- EXERCISE REQUIREMENTS
Set out every line of the entries below as a numbered list, and leave out any blank lines.

Data items:
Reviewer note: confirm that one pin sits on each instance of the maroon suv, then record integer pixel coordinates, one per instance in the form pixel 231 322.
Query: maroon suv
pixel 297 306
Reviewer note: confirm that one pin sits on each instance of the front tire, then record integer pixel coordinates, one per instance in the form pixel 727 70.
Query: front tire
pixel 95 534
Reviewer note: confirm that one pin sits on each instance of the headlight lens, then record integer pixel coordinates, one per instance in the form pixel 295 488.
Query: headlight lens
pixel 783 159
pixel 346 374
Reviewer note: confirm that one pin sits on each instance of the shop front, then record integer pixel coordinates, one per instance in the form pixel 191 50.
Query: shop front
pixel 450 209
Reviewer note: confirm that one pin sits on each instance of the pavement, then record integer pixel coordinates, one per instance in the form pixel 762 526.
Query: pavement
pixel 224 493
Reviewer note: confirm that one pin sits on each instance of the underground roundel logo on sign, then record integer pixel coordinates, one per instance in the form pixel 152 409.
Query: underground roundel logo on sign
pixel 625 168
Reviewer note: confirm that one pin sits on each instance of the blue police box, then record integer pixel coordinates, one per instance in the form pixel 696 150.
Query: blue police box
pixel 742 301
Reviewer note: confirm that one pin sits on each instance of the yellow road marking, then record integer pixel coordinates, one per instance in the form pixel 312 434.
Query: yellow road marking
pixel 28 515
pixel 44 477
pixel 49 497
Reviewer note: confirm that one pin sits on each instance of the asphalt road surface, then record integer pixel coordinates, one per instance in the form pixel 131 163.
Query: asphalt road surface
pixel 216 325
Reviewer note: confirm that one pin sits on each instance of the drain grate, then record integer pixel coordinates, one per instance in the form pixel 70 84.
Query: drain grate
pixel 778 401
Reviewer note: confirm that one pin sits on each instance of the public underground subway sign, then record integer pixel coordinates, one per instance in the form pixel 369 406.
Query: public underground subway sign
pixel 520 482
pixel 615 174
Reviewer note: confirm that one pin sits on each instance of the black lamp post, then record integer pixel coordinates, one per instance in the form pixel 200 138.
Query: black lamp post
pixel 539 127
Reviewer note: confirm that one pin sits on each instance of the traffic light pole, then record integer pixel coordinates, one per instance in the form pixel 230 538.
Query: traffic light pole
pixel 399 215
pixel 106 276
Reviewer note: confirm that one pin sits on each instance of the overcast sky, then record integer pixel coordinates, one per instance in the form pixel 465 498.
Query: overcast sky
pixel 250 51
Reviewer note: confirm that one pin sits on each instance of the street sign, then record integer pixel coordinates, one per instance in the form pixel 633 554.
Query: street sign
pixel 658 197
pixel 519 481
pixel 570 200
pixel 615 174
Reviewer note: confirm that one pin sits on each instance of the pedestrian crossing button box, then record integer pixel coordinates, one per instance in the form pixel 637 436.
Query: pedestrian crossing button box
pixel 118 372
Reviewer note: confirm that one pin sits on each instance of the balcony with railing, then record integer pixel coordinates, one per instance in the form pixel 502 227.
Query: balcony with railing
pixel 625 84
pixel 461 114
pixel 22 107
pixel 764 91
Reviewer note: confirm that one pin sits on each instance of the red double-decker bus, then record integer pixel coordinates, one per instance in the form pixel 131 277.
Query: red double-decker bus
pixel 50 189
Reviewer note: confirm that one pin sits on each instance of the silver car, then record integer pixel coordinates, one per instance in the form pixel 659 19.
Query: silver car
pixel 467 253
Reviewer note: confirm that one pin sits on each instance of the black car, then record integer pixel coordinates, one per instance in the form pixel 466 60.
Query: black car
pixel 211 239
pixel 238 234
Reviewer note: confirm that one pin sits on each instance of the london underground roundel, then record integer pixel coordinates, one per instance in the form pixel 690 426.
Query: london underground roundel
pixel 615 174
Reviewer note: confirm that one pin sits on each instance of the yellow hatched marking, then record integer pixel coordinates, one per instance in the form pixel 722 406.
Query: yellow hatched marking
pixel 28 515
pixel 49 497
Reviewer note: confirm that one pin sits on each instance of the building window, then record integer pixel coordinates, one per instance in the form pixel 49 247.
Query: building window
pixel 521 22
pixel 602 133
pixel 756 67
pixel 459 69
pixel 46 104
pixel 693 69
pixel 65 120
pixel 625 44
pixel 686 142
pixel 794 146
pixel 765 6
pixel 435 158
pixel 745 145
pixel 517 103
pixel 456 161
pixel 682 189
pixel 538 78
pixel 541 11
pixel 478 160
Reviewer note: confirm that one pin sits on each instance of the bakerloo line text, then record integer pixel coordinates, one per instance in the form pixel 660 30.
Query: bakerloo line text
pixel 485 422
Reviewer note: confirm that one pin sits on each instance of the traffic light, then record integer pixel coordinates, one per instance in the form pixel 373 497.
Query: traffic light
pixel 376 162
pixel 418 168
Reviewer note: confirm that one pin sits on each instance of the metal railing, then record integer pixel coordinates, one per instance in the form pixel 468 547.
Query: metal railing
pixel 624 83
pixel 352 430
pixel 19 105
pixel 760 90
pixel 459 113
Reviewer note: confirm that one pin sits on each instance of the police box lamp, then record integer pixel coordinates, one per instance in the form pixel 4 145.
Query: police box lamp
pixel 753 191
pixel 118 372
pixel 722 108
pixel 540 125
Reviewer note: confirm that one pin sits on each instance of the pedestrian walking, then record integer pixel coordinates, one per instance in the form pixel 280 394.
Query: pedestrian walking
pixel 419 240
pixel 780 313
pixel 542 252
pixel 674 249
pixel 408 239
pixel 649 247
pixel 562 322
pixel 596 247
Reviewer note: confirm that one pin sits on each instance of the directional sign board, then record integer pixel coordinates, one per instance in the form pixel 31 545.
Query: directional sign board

- OUTPUT OF THE EXERCISE
1. Reviewer note: confirm that one pin sits on each instance of the maroon suv, then record integer pixel coordinates, one per instance in the form pixel 231 322.
2. Query: maroon suv
3. pixel 297 306
4. Reviewer note: confirm that one pin sits on each instance of the front tire, then record integer pixel coordinates, one per instance in the form pixel 727 70.
5. Query: front tire
6. pixel 95 534
7. Reviewer note: confirm that one pin sits on each instance of the headlight lens, then record integer pixel coordinates, one per instance in the form pixel 295 488.
8. Query: headlight lens
9. pixel 783 159
10. pixel 346 374
11. Reviewer note: confirm that one pin sits on each instance of the shop front, then record integer pixel coordinates, one per instance in the form pixel 191 50.
12. Query: shop front
13. pixel 450 209
14. Reviewer note: confirm that one pin sits on each instance of the pavement, then record integer pixel coordinates, one per instance in the form pixel 762 526.
15. Query: pavement
16. pixel 224 493
17. Reviewer note: confirm that one pin sits on each instance of the underground roundel logo on sign, then record integer pixel coordinates, one per instance in the form pixel 152 409.
18. Query: underground roundel logo on sign
19. pixel 625 168
20. Reviewer note: confirm that one pin sits on each instance of the blue police box, then record integer pixel coordinates, one per instance in the form pixel 696 150.
21. Query: blue police box
22. pixel 742 301
23. Reviewer note: confirm that one pin sits on each instance of the yellow road marking, then record integer pixel coordinates, one per instance in the form pixel 312 434.
24. Query: yellow road marking
25. pixel 28 515
26. pixel 44 477
27. pixel 49 497
28. Reviewer note: confirm that one pin sits on each instance of the asphalt road surface, then record integer pixel coordinates, one per instance in the form pixel 131 163.
29. Query: asphalt road surface
30. pixel 216 325
31. Reviewer note: confirm that one pin sits on each instance of the drain grate, then record integer pixel coordinates, one per instance in the form pixel 70 84.
32. Query: drain grate
33. pixel 778 401
34. Reviewer note: confirm that one pin sits on each instance of the public underground subway sign, then record integer pixel coordinates, one per instance in the form pixel 369 406.
35. Query: public underground subway sign
36. pixel 520 482
37. pixel 615 174
38. Reviewer note: confirm that one pin sits on each instance of the black lamp post, then record integer pixel coordinates, one per instance in the form pixel 200 138.
39. Query: black lamp post
40. pixel 539 127
41. Reviewer note: confirm that one pin sits on each instance of the traffic light pole, then record integer pixel coordinates, one per instance in the form pixel 230 538.
42. Query: traffic light pole
43. pixel 399 215
44. pixel 106 276
45. Reviewer note: confirm that one pin sits on each instance of the overcast sky, then record integer pixel coordinates, one per instance in the form pixel 465 498.
46. Query: overcast sky
47. pixel 250 51
48. Reviewer note: confirm that one pin sits on each instance of the street sign, then record integer pixel coordinates, one per instance in the form pixel 633 554.
49. Query: street sign
50. pixel 658 197
51. pixel 519 481
52. pixel 570 200
53. pixel 615 174
54. Reviewer note: confirm that one pin sits on each instance of the pedestrian crossing button box, then record integer pixel coordinates, one per instance in the form pixel 637 436.
55. Query: pedestrian crossing button box
56. pixel 118 372
57. Reviewer note: confirm that one pin sits on each instance of the balcony with railing, then record integer pixel coordinates, one per instance in the form pixel 502 227.
58. Query: balcony with railing
59. pixel 625 84
60. pixel 461 114
61. pixel 22 107
62. pixel 764 91
63. Reviewer note: confirm that one pin sits on each instance of the red double-decker bus, then record integer pixel coordinates, one per instance in the form pixel 131 277.
64. Query: red double-decker bus
65. pixel 50 189
66. Reviewer note: confirm that one pin sits on each instance of the silver car, then record integer pixel coordinates, one per instance in the form pixel 659 19.
67. Query: silver car
68. pixel 467 253
69. Reviewer note: confirm that one pin sits on each instance of the black car, then record integer pixel coordinates, one per instance in the form pixel 466 60.
70. Query: black car
71. pixel 211 239
72. pixel 238 234
73. Reviewer note: confirm that one pin sits on each instance of the london underground roundel, then record integer pixel coordinates, one per instance in the form pixel 690 426.
74. Query: london underground roundel
75. pixel 615 174
76. Reviewer note: confirm that one pin sits on each instance of the yellow hatched marking, then record integer pixel coordinates, one per instance in the form pixel 722 406.
77. Query: yellow hatched marking
78. pixel 28 515
79. pixel 49 497
80. Reviewer note: confirm that one pin sits on each instance of the building window, then record integer pixel coordinates, one per instance in the form pixel 49 247.
81. Query: building window
82. pixel 521 22
83. pixel 602 133
84. pixel 756 67
85. pixel 459 69
86. pixel 46 104
87. pixel 693 69
88. pixel 65 120
89. pixel 625 44
90. pixel 686 142
91. pixel 794 146
92. pixel 765 6
93. pixel 435 158
94. pixel 745 145
95. pixel 517 103
96. pixel 456 161
97. pixel 682 189
98. pixel 538 78
99. pixel 541 11
100. pixel 478 160
101. Reviewer note: confirm that one pin sits on each instance of the bakerloo line text, then record integer pixel coordinates, one per instance in the form pixel 660 30.
102. Query: bakerloo line text
103. pixel 485 422
104. Reviewer note: confirm that one pin sits on each instance of the traffic light, then record integer pixel coordinates, one per instance in the form pixel 373 497.
105. Query: traffic light
106. pixel 376 162
107. pixel 418 168
108. Reviewer note: confirm that one pin sits on each instance of the metal railing, then record integer pixel coordinates, one per instance in the form pixel 468 547.
109. Query: metal railing
110. pixel 624 83
111. pixel 352 430
112. pixel 19 105
113. pixel 760 90
114. pixel 459 113
115. Reviewer note: confirm that one pin sits on each instance of the police box lamp, then record integer pixel coordinates, one per instance in the form pixel 4 145.
116. Query: police box lamp
117. pixel 753 191
118. pixel 118 372
119. pixel 722 108
120. pixel 540 125
121. Reviewer note: confirm that one pin sits on each instance of the pedestrian walking, then record integer pixel coordinates, one per instance in the form pixel 280 394.
122. Query: pedestrian walking
123. pixel 419 240
124. pixel 780 313
125. pixel 542 252
126. pixel 674 249
127. pixel 408 239
128. pixel 649 247
129. pixel 562 322
130. pixel 596 247
131. Reviewer note: confirm that one pin sits on each instance of the directional sign board, then record integer pixel coordinates, one per instance in the form pixel 31 545.
132. Query: directional sign board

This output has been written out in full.